### GIVEN TEXT
__________________________________________________

An edited collection of essays examining changing interpretations of the human body within American culture, this volume spreads its coverage over a considerable expanse. In time, it moves only from the late eighteenth century to the present (though in one contribution the future figures largely). But in subject matter, the range opens up dramatically (and diffusely)—the fourteen chapters being paired up under seven topic headings that span seafaring, science fiction, film, and, inevitably, gender. The result is that only some of the contributions will interest historians of medicine (there is, in fact, more meat for students of literary and film criticism to chew on).

Louis Kern’s analysis of the reconceptualization of “the male sexual body” in the writings of Victorian-era free-love advocates deftly intertwines medical with moral and spiritual concerns. Physicians’ uneasiness about the physical effects of inordinate sexual activity—particularly as expressed by “alternative” practitioners such as Russell Trall and Thomas Low Nichols—was a critical link in the chain of [End Page 573] reasoning that defined free love as the freedom of women not to love, as the liberation of wives from the too frequent sexual assaults of brutish husbands. Denouncing the institution of marriage as both exploitative and unnatural, free-love radicals strove to make sex safe (and at the same time more pleasurable) by calling men to a higher understanding of their bodies; the supposedly ungovernable lust of the male beast could indeed be mastered by a philosophy of willful renunciation, and both sexes be all the freer and healthier for it.

__________________________________________________

Records from a data source:

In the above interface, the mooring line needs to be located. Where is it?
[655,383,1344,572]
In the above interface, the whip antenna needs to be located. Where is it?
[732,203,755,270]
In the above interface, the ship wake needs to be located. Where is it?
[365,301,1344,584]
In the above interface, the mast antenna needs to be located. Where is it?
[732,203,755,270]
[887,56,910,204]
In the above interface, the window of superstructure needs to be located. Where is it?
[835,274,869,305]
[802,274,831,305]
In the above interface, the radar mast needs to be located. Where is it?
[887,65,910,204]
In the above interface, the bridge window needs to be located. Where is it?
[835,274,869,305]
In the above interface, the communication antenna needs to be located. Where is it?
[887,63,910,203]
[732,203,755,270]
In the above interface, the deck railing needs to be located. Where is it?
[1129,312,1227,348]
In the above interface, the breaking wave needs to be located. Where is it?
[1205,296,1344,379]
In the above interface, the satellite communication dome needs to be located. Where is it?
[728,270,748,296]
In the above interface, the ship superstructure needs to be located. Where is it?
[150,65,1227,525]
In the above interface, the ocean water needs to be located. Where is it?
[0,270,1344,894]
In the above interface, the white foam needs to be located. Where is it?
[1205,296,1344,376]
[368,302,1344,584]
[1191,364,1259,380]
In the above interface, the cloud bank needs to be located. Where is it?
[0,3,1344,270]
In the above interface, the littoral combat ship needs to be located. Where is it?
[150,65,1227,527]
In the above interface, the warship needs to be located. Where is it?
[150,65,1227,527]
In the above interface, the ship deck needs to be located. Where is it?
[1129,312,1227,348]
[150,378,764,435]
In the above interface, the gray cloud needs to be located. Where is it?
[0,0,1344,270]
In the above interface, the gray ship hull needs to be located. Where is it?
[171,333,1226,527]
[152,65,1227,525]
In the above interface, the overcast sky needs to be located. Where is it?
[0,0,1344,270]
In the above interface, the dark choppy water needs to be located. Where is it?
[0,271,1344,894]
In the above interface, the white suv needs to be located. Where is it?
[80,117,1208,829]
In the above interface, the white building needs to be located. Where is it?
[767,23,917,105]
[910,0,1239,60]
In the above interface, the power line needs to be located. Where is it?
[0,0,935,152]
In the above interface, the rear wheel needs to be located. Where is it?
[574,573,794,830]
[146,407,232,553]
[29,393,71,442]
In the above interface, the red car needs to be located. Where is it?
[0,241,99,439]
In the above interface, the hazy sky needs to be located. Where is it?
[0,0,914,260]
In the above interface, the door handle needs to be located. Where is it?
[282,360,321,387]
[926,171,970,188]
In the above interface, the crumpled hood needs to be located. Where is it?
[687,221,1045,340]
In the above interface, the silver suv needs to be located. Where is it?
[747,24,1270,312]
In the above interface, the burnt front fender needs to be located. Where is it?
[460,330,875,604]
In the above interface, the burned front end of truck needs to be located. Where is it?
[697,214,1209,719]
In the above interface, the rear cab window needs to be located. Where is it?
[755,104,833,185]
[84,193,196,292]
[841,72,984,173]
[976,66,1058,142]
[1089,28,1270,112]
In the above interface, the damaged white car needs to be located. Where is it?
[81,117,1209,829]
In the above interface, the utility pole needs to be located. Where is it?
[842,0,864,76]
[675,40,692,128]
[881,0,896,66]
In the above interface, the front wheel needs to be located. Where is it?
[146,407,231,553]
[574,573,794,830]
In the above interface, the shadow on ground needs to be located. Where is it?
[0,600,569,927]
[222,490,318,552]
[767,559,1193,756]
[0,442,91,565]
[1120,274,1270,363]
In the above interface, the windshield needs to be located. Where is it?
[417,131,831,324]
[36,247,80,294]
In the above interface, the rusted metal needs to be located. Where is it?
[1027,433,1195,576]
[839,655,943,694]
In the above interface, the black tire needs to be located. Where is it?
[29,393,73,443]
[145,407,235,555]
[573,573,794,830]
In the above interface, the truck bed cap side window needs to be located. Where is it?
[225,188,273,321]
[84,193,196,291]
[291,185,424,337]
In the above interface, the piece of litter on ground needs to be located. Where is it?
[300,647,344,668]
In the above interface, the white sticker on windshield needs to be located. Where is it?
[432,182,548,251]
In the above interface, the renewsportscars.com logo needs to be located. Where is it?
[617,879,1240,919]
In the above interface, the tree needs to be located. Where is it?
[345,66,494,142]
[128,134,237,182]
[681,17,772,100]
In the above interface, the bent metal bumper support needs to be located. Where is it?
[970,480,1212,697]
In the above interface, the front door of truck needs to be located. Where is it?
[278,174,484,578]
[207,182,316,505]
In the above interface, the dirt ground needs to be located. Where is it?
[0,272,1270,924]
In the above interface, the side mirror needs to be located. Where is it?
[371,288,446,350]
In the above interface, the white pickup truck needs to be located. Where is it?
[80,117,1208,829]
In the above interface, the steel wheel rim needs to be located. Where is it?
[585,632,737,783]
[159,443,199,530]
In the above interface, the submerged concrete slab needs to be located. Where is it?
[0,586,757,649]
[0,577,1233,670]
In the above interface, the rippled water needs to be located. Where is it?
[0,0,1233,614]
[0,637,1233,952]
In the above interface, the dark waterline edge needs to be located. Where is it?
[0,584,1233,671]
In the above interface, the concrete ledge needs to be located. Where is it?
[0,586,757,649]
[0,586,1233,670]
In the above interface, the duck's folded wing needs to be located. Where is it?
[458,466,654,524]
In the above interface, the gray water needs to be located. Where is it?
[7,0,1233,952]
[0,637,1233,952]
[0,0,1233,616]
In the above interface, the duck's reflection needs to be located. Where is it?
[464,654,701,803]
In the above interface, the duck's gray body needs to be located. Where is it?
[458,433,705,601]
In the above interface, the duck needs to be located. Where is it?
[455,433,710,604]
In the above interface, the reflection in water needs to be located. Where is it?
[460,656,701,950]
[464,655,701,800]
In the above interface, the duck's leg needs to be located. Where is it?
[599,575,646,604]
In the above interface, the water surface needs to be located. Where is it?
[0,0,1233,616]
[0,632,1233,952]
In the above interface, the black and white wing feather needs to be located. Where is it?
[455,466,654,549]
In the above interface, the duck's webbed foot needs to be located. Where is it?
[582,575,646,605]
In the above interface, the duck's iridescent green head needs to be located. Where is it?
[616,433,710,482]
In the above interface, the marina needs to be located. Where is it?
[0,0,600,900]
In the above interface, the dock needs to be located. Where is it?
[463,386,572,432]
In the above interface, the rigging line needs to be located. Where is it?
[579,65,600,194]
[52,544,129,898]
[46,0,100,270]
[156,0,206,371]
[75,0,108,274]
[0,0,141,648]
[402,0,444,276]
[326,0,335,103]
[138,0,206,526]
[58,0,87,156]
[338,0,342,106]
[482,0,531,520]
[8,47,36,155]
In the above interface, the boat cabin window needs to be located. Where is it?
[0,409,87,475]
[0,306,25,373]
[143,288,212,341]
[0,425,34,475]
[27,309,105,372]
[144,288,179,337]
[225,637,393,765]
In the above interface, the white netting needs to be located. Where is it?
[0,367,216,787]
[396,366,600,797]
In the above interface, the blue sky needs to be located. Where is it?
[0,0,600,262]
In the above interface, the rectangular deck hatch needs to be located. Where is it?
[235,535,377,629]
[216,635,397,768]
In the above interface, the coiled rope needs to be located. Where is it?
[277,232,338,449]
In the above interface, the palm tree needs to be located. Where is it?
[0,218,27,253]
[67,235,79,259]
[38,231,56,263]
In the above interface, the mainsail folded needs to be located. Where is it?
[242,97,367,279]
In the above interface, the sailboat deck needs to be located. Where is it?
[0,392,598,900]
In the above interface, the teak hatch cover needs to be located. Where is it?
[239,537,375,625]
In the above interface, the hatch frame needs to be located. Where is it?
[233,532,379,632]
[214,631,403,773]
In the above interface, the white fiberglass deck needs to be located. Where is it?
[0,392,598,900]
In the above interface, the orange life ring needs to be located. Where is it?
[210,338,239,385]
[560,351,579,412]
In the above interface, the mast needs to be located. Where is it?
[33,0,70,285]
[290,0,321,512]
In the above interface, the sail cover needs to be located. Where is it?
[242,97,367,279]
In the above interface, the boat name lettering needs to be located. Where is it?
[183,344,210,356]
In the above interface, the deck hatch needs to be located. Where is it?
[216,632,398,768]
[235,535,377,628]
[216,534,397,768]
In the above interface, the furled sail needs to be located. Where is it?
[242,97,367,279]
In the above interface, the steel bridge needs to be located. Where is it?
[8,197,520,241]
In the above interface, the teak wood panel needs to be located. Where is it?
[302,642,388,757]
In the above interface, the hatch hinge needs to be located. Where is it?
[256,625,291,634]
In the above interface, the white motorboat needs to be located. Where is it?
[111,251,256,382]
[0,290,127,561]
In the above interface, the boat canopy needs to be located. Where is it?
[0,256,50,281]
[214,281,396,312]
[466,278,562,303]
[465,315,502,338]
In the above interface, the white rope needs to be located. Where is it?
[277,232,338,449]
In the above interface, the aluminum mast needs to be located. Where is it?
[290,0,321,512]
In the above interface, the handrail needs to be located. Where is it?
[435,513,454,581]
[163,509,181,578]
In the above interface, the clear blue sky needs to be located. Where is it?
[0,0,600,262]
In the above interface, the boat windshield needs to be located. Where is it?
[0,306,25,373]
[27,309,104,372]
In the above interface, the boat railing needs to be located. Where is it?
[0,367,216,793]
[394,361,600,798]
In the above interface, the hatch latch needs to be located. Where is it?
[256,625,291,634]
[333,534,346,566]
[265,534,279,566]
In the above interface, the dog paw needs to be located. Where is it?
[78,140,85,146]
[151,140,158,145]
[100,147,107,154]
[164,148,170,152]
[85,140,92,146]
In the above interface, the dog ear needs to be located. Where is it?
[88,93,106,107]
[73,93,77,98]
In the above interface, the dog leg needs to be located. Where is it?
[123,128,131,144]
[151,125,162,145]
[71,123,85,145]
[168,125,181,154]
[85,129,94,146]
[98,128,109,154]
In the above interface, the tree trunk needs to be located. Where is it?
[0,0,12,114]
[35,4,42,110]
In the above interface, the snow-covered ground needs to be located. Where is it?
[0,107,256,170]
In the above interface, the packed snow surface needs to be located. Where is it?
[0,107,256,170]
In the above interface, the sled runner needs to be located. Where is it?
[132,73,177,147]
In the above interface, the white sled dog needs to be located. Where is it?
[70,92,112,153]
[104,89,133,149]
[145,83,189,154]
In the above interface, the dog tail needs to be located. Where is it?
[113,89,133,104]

__________________________________________________

### EXERCISE DIRECTIONS
Reproduce the entire book review word for word. These records were drawn from a separate source.

### ANSWER BOX
An edited collection of essays examining changing interpretations of the human body within American culture, this volume spreads its coverage over a considerable expanse. In time, it moves only from the late eighteenth century to the present (though in one contribution the future figures largely). But in subject matter, the range opens up dramatically (and diffusely)—the fourteen chapters being paired up under seven topic headings that span seafaring, science fiction, film, and, inevitably, gender. The result is that only some of the contributions will interest historians of medicine (there is, in fact, more meat for students of literary and film criticism to chew on).

Louis Kern’s analysis of the reconceptualization of “the male sexual body” in the writings of Victorian-era free-love advocates deftly intertwines medical with moral and spiritual concerns. Physicians’ uneasiness about the physical effects of inordinate sexual activity—particularly as expressed by “alternative” practitioners such as Russell Trall and Thomas Low Nichols—was a critical link in the chain of [End Page 573] reasoning that defined free love as the freedom of women not to love, as the liberation of wives from the too frequent sexual assaults of brutish husbands. Denouncing the institution of marriage as both exploitative and unnatural, free-love radicals strove to make sex safe (and at the same time more pleasurable) by calling men to a higher understanding of their bodies; the supposedly ungovernable lust of the male beast could indeed be mastered by a philosophy of willful renunciation, and both sexes be all the freer and healthier for it.